*Reading passage*.
Palestine – Reuters reported: Palestinian President Mahmoud Abbas will meet with Israeli Vice Premier Shaul Mofaz on Sunday, a Palestinian official said, in the highest-level meeting between the sides since peace talks broke down in 2010. “There will be a meeting on Sunday between President Abbas and Mr. Mofaz. This comes after a request for a meeting from Mofaz,” Chief Palestinian Negotiator Saeb Erekat told Voice of Palestine Radio on Thursday. A spokesman for Mofaz would not confirm or deny that a meeting had been arranged, but he did say there was ongoing contact with Abbas’ office toward setting up such an event. Mofaz told reporters this month that he intended to meet Abbas “to examine ways to restart peace negotiations with the Palestinians”.
Iraq – The Washington Post reported: Bombings and shootings around Iraq killed 22 people and wounded more than 50 on Thursday, authorities said, as a spike in violence made June Iraq’s bloodiest month in almost a half a year. The attacks in Shiite neighborhoods and on security forces underscore how deadly Iraq remains, even though violence has dropped dramatically since a few years ago when the country appeared about to descend into civil war. Over the last month, more than 200 Iraqis have been killed in attacks. Thursday’s deadliest strike came around 9:30 a.m. in the Shiite Muslim neighborhood of Washash in western Baghdad, where eyewitnesses said a taxi exploded outside a local market. Eight people died and 26 were injured, police and hospital officials said. Hadil Maytham and her two children were eating breakfast in their nearby house when they heard the explosion.

*Supplied records*.

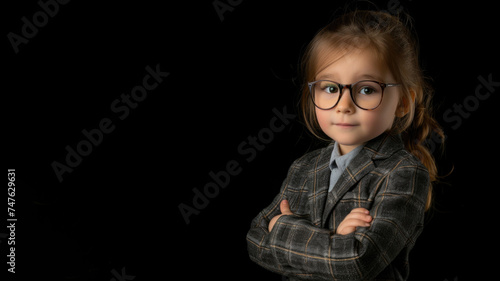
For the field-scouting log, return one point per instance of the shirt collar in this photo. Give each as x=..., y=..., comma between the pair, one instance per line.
x=342, y=161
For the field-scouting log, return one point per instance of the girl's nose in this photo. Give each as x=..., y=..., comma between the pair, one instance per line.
x=345, y=104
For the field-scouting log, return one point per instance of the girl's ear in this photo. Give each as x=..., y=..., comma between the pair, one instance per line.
x=405, y=105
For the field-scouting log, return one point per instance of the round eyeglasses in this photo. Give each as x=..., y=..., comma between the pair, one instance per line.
x=365, y=94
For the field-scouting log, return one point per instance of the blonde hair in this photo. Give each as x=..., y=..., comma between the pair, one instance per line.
x=393, y=42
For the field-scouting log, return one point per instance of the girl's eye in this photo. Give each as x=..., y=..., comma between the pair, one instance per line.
x=330, y=88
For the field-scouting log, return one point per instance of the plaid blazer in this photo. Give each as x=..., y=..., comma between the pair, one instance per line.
x=383, y=178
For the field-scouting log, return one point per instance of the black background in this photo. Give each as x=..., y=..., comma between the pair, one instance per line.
x=119, y=208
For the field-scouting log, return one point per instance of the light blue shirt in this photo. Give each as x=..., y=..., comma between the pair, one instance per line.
x=338, y=163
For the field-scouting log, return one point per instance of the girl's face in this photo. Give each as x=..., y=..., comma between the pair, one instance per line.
x=346, y=123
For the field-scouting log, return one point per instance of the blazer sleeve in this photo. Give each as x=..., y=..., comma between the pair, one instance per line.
x=259, y=238
x=296, y=247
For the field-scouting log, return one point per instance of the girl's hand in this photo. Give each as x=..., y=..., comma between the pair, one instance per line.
x=285, y=210
x=357, y=217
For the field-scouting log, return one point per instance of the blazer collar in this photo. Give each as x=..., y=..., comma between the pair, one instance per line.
x=379, y=148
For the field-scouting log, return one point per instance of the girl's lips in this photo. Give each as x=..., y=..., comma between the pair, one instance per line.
x=344, y=124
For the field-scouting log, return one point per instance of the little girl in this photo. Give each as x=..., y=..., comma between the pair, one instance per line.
x=354, y=209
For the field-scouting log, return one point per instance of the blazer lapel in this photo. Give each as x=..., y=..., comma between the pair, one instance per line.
x=377, y=149
x=319, y=176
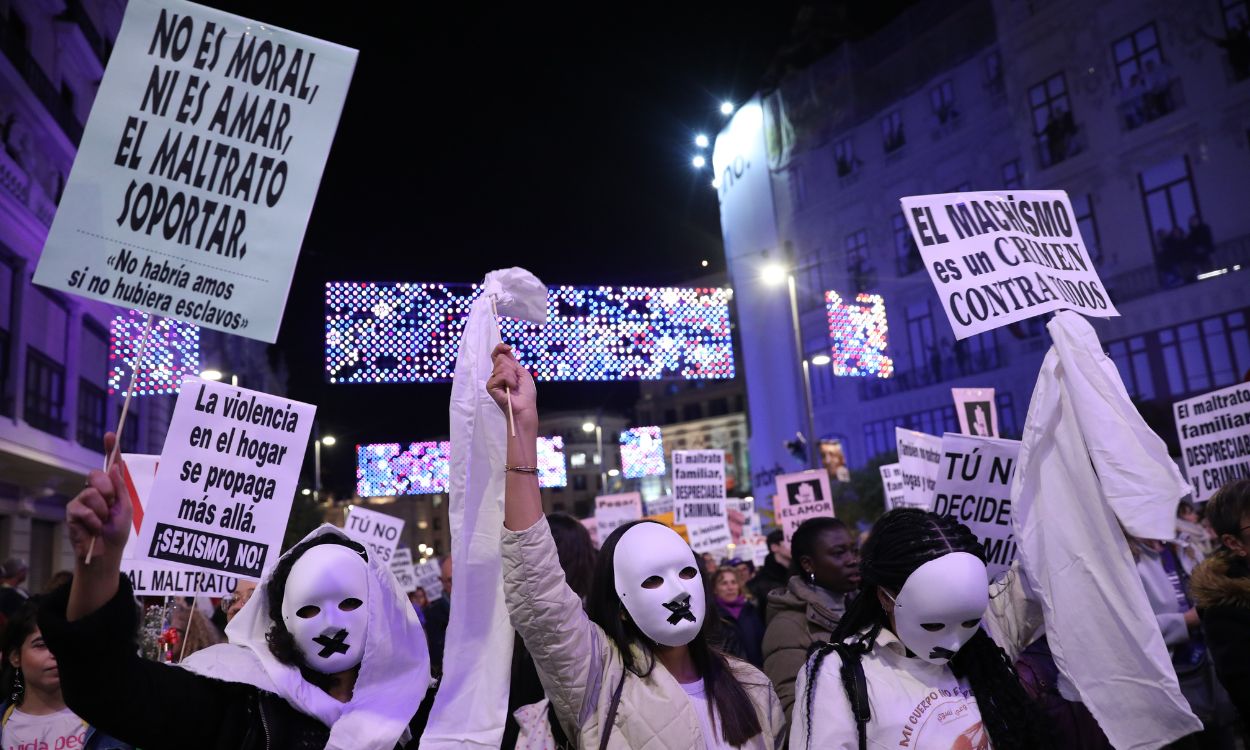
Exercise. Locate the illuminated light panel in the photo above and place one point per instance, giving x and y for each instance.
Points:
(410, 333)
(173, 351)
(643, 453)
(860, 335)
(386, 469)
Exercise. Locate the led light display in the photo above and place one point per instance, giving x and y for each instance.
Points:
(385, 469)
(641, 453)
(173, 351)
(410, 333)
(859, 334)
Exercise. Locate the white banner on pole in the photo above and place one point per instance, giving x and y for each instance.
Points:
(198, 168)
(1214, 433)
(998, 258)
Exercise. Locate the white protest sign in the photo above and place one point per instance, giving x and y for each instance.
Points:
(978, 414)
(803, 495)
(1214, 433)
(401, 565)
(198, 168)
(226, 478)
(891, 479)
(378, 531)
(998, 258)
(919, 458)
(428, 578)
(616, 510)
(974, 486)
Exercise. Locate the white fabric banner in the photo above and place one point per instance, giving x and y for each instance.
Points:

*Problems to solve*.
A. Please rewrite the paragraph in the news briefs that begins "Iraq – The Washington Post reported" as a short bulleted list that keeps its main facts.
B. List every person the news briefs mention by name.

*Answers in order*.
A.
- Bombings and shootings across Iraq on Thursday killed 22 people and wounded more than 50, according to authorities.
- A spike in violence made June Iraq's bloodiest month in almost half a year, with more than 200 Iraqis killed in attacks over the last month.
- The attacks hit Shiite neighborhoods and security forces, showing how deadly Iraq remains even though violence has dropped sharply since the country seemed close to civil war a few years ago.
- The deadliest strike came around 9:30 a.m. in Washash, a Shiite Muslim neighborhood in western Baghdad, where a taxi exploded outside a local market, killing eight and injuring 26.
- Hadil Maytham and her two children were eating breakfast in their nearby house when they heard the explosion.

B.
- Mahmoud Abbas
- Shaul Mofaz
- Saeb Erekat
- Hadil Maytham